▶ _EXERCISE DETAILS_: Please render this sentence from the cross-channel marketing passage in Spanish: "Channels should work together to create a connected message that leads from one to the other."

▶ _PASSAGE_:
■ ■ ■ ■

Cross-Channel Marketing: Tips & Examples To Guide Your Strategy
Today’s consumer has more power than ever, and marketers have to meet their target audience where they are by determining which platforms they’re interacting with and when. A single channel approach is not going to give you a holistic understanding of your audience, making it challenging to create a more comprehensive, personalized customer experience. With cross-channel marketing, you can take every touchpoint into account, allowing you to optimize your message along every step as the consumer interacts with your brand.
What is Cross-Channel Marketing?
Cross-channel marketing is a combination of various marketing channels to create a more cohesive customer journey for your target audience. Channels should work together to create a connected message that leads from one to the other. By engaging with consumers at different touchpoints, marketers can utilize people-based marketing to build comprehensive profiles that help personalize the customer experience and build loyalty.
Why Should You Use Cross-Channel Marketing?
Today, there are more ways than ever to reach and engage with consumers, and marketers can uncover deeper insights with a comprehensive approach that considers every channel. Here are a few key benefits of cross-channel marketing:
1. Optimize the Customer Journey
Applying a holistic view of the customer journey has a significant impact. It’s been shown that holistic, cross-channel campaigns can improve marketing budget efficiencies by 15 to 20 percent by properly crediting marketing tactics with customer actions or influence. Furthermore, a study of 46,000 people showed that 73 percent of shoppers buy from more than one channel.
As a marketer, you need to be where your customers and prospects are - taking into account that customer journeys span across offline and online channels. For a complete view of how customers engage across channels, a heavily siloed approach will not be sufficient. In an increasingly connected world, marketers need to ensure that their campaigns aren’t in fragmented parts. Rather, marketers must use unified databases that store customer data in a single, central location.

■ ■ ■ ■

▶ _GIVEN RECORDS_:

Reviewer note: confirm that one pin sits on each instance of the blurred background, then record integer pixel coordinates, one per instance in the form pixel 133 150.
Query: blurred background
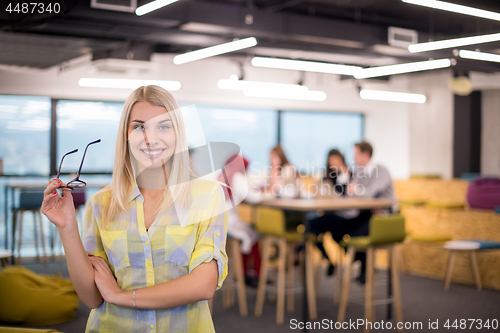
pixel 324 72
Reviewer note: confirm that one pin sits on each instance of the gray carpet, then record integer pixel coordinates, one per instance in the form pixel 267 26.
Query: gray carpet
pixel 423 300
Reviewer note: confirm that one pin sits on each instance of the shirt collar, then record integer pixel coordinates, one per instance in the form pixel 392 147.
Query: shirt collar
pixel 135 192
pixel 370 167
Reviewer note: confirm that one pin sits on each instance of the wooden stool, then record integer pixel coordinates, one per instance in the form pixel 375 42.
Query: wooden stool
pixel 236 278
pixel 467 246
pixel 29 201
pixel 385 232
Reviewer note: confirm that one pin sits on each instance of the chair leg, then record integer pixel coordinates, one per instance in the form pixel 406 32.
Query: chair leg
pixel 226 294
pixel 369 316
pixel 261 290
pixel 280 305
pixel 346 284
pixel 311 293
pixel 396 285
pixel 449 269
pixel 338 278
pixel 20 237
pixel 14 228
pixel 475 269
pixel 291 272
pixel 37 248
pixel 211 305
pixel 43 237
pixel 240 279
pixel 399 257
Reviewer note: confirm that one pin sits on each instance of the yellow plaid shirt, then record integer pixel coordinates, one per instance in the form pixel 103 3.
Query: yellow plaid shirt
pixel 140 258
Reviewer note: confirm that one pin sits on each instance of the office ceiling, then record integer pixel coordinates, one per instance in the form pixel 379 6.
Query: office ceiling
pixel 336 31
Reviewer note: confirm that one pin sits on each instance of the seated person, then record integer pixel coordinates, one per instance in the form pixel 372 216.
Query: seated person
pixel 369 180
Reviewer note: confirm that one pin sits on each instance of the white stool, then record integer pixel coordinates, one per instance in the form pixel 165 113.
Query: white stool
pixel 469 246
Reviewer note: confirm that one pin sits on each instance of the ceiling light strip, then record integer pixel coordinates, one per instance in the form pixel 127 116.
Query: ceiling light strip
pixel 128 83
pixel 474 55
pixel 456 42
pixel 403 68
pixel 307 66
pixel 317 96
pixel 460 9
pixel 390 96
pixel 234 84
pixel 151 6
pixel 215 50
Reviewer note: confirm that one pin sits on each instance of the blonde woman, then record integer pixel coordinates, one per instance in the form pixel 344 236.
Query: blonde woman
pixel 153 248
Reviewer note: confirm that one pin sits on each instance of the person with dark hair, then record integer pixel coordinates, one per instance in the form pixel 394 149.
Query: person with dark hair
pixel 338 176
pixel 337 173
pixel 283 178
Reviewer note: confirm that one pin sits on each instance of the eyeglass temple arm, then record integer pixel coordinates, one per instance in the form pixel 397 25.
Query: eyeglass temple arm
pixel 85 152
pixel 62 159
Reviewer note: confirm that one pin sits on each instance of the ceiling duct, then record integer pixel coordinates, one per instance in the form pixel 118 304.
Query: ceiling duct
pixel 400 37
pixel 115 5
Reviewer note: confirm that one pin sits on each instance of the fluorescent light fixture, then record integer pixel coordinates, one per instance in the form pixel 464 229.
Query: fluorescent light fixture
pixel 318 96
pixel 460 9
pixel 234 84
pixel 308 66
pixel 154 5
pixel 390 96
pixel 271 90
pixel 479 56
pixel 456 42
pixel 403 68
pixel 128 83
pixel 215 50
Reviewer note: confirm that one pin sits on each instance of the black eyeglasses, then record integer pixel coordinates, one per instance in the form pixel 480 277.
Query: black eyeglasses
pixel 76 182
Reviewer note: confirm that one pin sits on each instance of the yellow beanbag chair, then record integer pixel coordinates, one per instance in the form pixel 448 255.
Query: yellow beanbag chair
pixel 33 299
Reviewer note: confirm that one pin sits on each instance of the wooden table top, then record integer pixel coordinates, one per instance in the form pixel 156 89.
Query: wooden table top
pixel 334 203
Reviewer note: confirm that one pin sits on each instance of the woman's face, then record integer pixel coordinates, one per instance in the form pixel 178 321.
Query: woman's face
pixel 275 159
pixel 151 135
pixel 336 163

■ ■ ■ ■

▶ _ANSWER TO THE PROBLEM_: Los canales deben trabajar juntos para crear un mensaje conectado que lleve de uno a otro.